Dataset extracts with box labels:
>>>

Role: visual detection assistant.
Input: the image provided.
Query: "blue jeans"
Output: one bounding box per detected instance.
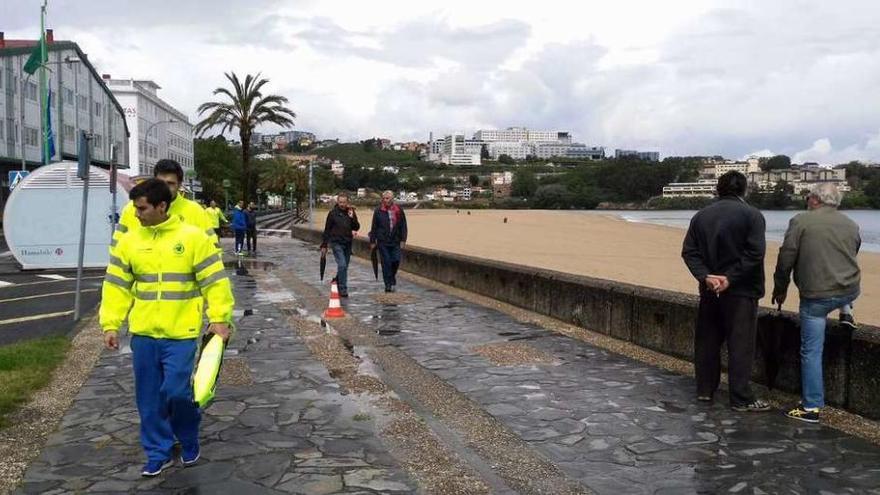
[330,242,351,294]
[235,229,245,253]
[800,292,859,408]
[377,242,400,287]
[131,335,201,461]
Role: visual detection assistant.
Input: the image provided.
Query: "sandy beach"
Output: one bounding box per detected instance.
[398,210,880,326]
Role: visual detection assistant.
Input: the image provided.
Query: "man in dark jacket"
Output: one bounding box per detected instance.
[681,171,770,412]
[773,183,862,423]
[321,192,361,297]
[370,191,407,292]
[244,202,257,255]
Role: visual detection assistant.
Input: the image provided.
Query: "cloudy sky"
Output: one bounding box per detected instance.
[0,0,880,163]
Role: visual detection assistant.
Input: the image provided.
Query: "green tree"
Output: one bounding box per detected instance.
[760,155,791,172]
[532,184,573,210]
[193,72,296,202]
[193,136,241,204]
[502,168,538,198]
[863,175,880,208]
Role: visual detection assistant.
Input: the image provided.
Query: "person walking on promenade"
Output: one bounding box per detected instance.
[321,192,361,297]
[232,201,247,256]
[681,171,770,412]
[110,158,221,255]
[205,199,229,239]
[99,179,235,476]
[244,202,257,256]
[773,183,862,423]
[370,191,407,292]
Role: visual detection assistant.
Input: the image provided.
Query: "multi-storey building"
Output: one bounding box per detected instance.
[0,29,130,179]
[614,149,660,162]
[474,127,571,143]
[532,143,605,160]
[440,134,482,166]
[104,75,195,176]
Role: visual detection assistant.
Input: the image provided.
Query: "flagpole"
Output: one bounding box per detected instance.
[40,0,51,165]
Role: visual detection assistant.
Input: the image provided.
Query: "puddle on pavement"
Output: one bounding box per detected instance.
[223,260,275,275]
[660,400,687,412]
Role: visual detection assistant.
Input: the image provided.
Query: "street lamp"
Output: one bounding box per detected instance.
[144,119,177,175]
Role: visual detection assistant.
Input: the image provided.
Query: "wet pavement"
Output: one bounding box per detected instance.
[12,239,880,494]
[270,241,880,494]
[19,254,415,494]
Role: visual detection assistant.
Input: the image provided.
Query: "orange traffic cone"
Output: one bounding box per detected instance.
[324,278,345,318]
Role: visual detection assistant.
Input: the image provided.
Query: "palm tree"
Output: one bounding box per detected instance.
[193,72,296,203]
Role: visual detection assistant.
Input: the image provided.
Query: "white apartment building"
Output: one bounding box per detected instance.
[748,167,851,194]
[663,180,717,198]
[614,149,660,162]
[715,158,761,178]
[486,141,534,160]
[105,76,195,176]
[474,127,571,143]
[0,35,129,174]
[532,143,605,160]
[440,134,481,166]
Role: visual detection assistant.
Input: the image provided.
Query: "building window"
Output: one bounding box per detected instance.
[24,127,40,146]
[24,81,37,101]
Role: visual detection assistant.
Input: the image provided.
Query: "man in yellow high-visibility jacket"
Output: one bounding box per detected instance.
[110,158,222,256]
[100,179,235,476]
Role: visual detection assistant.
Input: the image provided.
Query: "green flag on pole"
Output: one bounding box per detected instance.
[24,33,48,75]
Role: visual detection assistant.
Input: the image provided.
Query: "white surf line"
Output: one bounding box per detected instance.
[0,275,104,289]
[0,309,73,326]
[0,289,100,304]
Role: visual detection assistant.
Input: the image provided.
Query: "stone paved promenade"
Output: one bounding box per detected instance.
[12,239,880,494]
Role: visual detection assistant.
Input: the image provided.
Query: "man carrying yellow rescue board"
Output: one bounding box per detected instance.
[100,179,235,476]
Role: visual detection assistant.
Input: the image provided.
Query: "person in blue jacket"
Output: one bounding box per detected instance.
[370,191,407,292]
[232,201,247,256]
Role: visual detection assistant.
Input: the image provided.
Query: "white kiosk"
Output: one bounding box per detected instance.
[3,161,133,270]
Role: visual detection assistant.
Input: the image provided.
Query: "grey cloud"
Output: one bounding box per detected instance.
[277,17,530,70]
[0,0,282,31]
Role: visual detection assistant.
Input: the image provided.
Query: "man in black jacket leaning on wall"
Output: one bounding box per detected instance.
[681,171,770,412]
[321,192,361,297]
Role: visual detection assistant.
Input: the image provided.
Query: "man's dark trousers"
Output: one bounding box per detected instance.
[694,293,758,407]
[377,243,400,287]
[330,242,351,294]
[247,227,257,253]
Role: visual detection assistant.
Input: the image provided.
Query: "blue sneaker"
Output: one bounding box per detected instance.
[141,459,174,478]
[180,447,202,467]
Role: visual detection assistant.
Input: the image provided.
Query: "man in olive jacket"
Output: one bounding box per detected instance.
[321,192,361,297]
[773,183,862,423]
[681,171,770,412]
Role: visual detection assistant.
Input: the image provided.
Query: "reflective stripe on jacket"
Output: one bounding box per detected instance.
[100,216,235,339]
[110,195,223,256]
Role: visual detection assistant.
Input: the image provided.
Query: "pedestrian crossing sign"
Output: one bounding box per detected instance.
[9,170,30,191]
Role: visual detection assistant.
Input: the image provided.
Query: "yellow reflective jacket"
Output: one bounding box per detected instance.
[205,206,228,229]
[110,194,223,256]
[100,216,235,339]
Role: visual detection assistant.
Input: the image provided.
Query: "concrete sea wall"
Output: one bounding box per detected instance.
[294,226,880,419]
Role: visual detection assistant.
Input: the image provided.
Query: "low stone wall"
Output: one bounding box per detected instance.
[294,226,880,419]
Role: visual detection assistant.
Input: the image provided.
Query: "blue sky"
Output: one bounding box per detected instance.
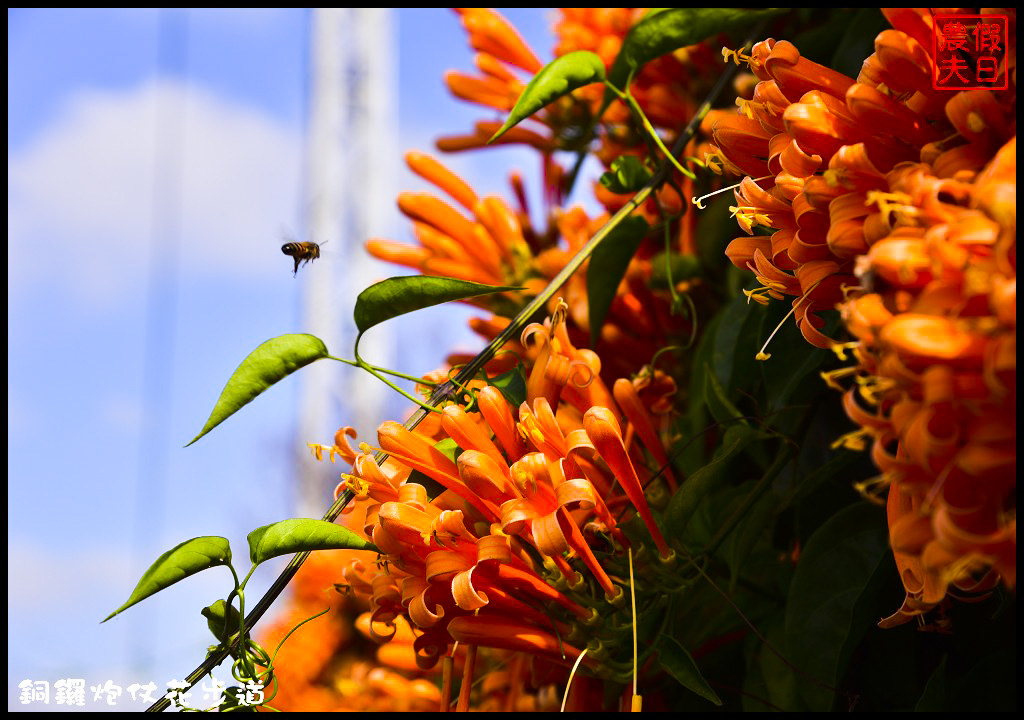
[7,8,553,710]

<<<

Present each line of the material above as a Markdown table with two columns, No. for the row number and Text for the line, omitting blank lines and the pictures.

| No. | Text |
|---|---|
| 1 | Role: visual detection assistant. |
| 2 | Input: the image provided. |
| 3 | Query: "blue jeans" |
| 4 | Output: one bounding box per detected instance. |
| 5 | [330,242,351,294] |
| 6 | [235,229,245,253] |
| 7 | [800,292,859,408] |
| 8 | [377,242,400,287] |
| 9 | [131,335,201,461] |
| 10 | Role: visual detection assistant. |
| 11 | Input: the image provided. |
| 12 | Query: "sandy beach" |
| 13 | Output: one bounding box per detected instance. |
| 14 | [398,210,880,326] |
| 15 | Role: visual detection assistant. |
| 16 | Input: the image provided. |
| 17 | Query: "man in dark jacket" |
| 18 | Output: one bounding box per detected instance. |
| 19 | [681,171,770,412] |
| 20 | [773,183,862,423] |
| 21 | [321,192,361,297] |
| 22 | [370,191,407,292] |
| 23 | [244,202,257,255] |
| 24 | Role: visual detection assistant. |
| 25 | Input: the image provided. |
| 26 | Query: "cloudy sky" |
| 27 | Output: one bounding box per detected instance. |
| 28 | [0,0,880,163] |
| 29 | Role: visual detection assistant. |
| 30 | Input: the image provided. |
| 31 | Query: "green tree" |
| 32 | Output: one bounding box per detected instance. |
| 33 | [760,155,791,172] |
| 34 | [532,184,573,210] |
| 35 | [193,72,296,202] |
| 36 | [193,136,241,204] |
| 37 | [502,168,538,198] |
| 38 | [863,175,880,208] |
| 39 | Role: visual detection assistant. |
| 40 | Input: the image provided. |
| 41 | Query: "person walking on promenade" |
| 42 | Output: one bounding box per detected instance. |
| 43 | [321,192,361,297] |
| 44 | [232,201,247,256] |
| 45 | [681,171,770,412] |
| 46 | [110,158,221,255] |
| 47 | [205,199,229,239] |
| 48 | [99,179,235,476] |
| 49 | [244,202,257,256] |
| 50 | [773,183,862,423] |
| 51 | [370,191,407,292] |
| 52 | Role: visual detection assistant. |
| 53 | Input: the image provided. |
| 54 | Query: "multi-storey building" |
| 55 | Output: one bounding box per detected instance. |
| 56 | [0,29,130,179] |
| 57 | [614,149,660,162] |
| 58 | [474,127,571,143] |
| 59 | [532,143,605,160] |
| 60 | [440,134,482,166] |
| 61 | [104,75,195,176] |
| 62 | Role: visual detection assistant. |
| 63 | Input: the image provided. |
| 64 | Query: "flagpole" |
| 65 | Output: one bounding box per detected instance. |
| 66 | [40,0,51,165] |
| 67 | Role: visual detection assistant. |
| 68 | Input: the image provided. |
| 69 | Query: "puddle on pavement" |
| 70 | Output: one bounding box per detected instance. |
| 71 | [223,260,275,275] |
| 72 | [660,400,687,412] |
| 73 | Role: visual detection assistant. |
| 74 | Input: the image provided. |
| 75 | Query: "street lamp" |
| 76 | Output: one bounding box per detected instance. |
| 77 | [144,119,177,175] |
| 78 | Role: visual detection assistant. |
| 79 | Input: the image provided. |
| 80 | Query: "wet pavement" |
| 81 | Output: one bounding box per detected instance. |
| 82 | [12,239,880,494] |
| 83 | [270,241,880,494] |
| 84 | [19,254,415,494] |
| 85 | Role: visual detection assistant. |
| 86 | Input: the image provided. |
| 87 | Query: "orange traffic cone" |
| 88 | Output: one bounding box per detected instance. |
| 89 | [324,278,345,318] |
| 90 | Role: visual detection assistant. |
| 91 | Input: the image provided. |
| 92 | Query: "palm tree" |
| 93 | Output: one bounding box per detected instance. |
| 94 | [193,72,296,203] |
| 95 | Role: visual detection assistant. |
| 96 | Input: the image provided. |
| 97 | Query: "white apartment building" |
| 98 | Output: one bounding box per detected instance. |
| 99 | [748,167,851,194] |
| 100 | [663,180,717,198] |
| 101 | [614,149,660,162] |
| 102 | [715,158,761,178] |
| 103 | [486,141,534,160] |
| 104 | [105,76,195,176] |
| 105 | [474,127,571,143] |
| 106 | [0,35,129,174] |
| 107 | [532,143,605,160] |
| 108 | [440,134,481,166] |
| 109 | Role: visual detection assistant. |
| 110 | Input: the image provided. |
| 111 | Query: "building window" |
| 112 | Output: one bounding box per detected instance. |
| 113 | [24,127,40,146] |
| 114 | [24,81,37,101] |
| 115 | Role: visual detection assistant. |
| 116 | Input: the image provided. |
| 117 | Query: "man in yellow high-visibility jacket" |
| 118 | Output: one bounding box per detected instance. |
| 119 | [110,158,222,256] |
| 120 | [100,179,235,476] |
| 121 | Role: visual detection assistant. |
| 122 | Input: the image provided. |
| 123 | Query: "green flag on pole" |
| 124 | Output: one bounding box per detected instance. |
| 125 | [24,33,48,75] |
| 126 | Role: visual detection assistant. |
| 127 | Input: the image provided. |
| 128 | Query: "white surf line" |
| 129 | Output: one bounding box per detected instance. |
| 130 | [0,275,104,289] |
| 131 | [0,309,73,326] |
| 132 | [0,289,100,304] |
| 133 | Role: visual detection assistant. |
| 134 | Input: the image provided. |
| 135 | Query: "stone paved promenade" |
| 136 | Output: one bounding box per detected instance. |
| 137 | [12,239,880,494] |
| 138 | Role: visual detection assistant. |
| 139 | Input: the image provided. |
| 140 | Query: "man carrying yellow rescue board" |
| 141 | Output: one bounding box per detected instance. |
| 142 | [100,179,235,476] |
| 143 | Role: visual detection assistant. |
| 144 | Input: the image provided. |
| 145 | Query: "person in blue jacket" |
| 146 | Output: one bounding box per detected instance. |
| 147 | [370,191,407,292] |
| 148 | [232,201,247,256] |
| 149 | Role: visual detection assistant. |
| 150 | Input: the image provided. |
| 151 | Query: "white kiosk" |
| 152 | Output: one bounding box per detected instance. |
| 153 | [3,161,133,270] |
| 154 | Role: visual detection assistant. |
| 155 | Input: the image provided. |
| 156 | Query: "grey cloud" |
| 157 | Output: one bounding box per detected instance. |
| 158 | [277,17,530,70] |
| 159 | [0,0,282,31] |
| 160 | Role: visual detection assistant. |
| 161 | Input: the image provided. |
| 162 | Query: "man in black jacket leaning on wall" |
| 163 | Output: one bounding box per detected instance. |
| 164 | [681,171,770,412] |
| 165 | [321,192,361,297] |
| 166 | Role: visual detection assistant. |
| 167 | Input: the image provided. |
| 168 | Query: "man's dark trousers" |
| 169 | Output: one bounding box per detected instance. |
| 170 | [694,293,758,407] |
| 171 | [377,243,400,287] |
| 172 | [330,242,351,294] |
| 173 | [247,227,257,253] |
| 174 | Role: visual detection assistant. |
| 175 | Input: the image provided. |
| 176 | Query: "blue sneaker" |
| 177 | Output: one bounding box per detected instance. |
| 178 | [141,459,174,478] |
| 179 | [180,447,202,467] |
| 180 | Role: visual detection assistant. |
| 181 | Input: the image provided. |
| 182 | Query: "man in olive jacket" |
| 183 | Output: one bounding box per detected instance. |
| 184 | [321,192,361,297] |
| 185 | [773,183,862,423] |
| 186 | [681,171,770,412] |
| 187 | Role: visual detection assistant. |
| 188 | Input: the image provided. |
| 189 | Query: "reflective stripe on jacket" |
| 190 | Output: one bounding box per detected instance. |
| 191 | [100,216,235,339] |
| 192 | [110,195,223,256] |
| 193 | Role: visual detection assistant. |
| 194 | Input: the image provided. |
| 195 | Query: "pedestrian crossing sign" |
| 196 | Output: one bounding box per detected instance. |
| 197 | [9,170,30,191] |
| 198 | Role: visual detection assistant. |
| 199 | Input: the image provided. |
| 200 | Query: "yellow reflective jacket" |
| 201 | Output: one bounding box per detected instance. |
| 202 | [205,206,228,229] |
| 203 | [110,194,223,256] |
| 204 | [100,216,235,339] |
| 205 | Role: visual detection assistant. |
| 206 | Input: the image provided. |
| 207 | Query: "concrete sea wall" |
| 208 | Output: one bounding box per detected instance. |
| 209 | [294,226,880,419] |
| 210 | Role: visual detection assistant. |
| 211 | Input: the image provided. |
| 212 | Query: "low stone wall" |
| 213 | Output: one bounding box per detected instance. |
| 214 | [294,226,880,419] |
| 215 | Role: visual detection assistant. |
| 216 | Input: the image provided. |
| 217 | Query: "blue sky" |
| 218 | Output: one bounding box per detected instance. |
| 219 | [7,8,553,710] |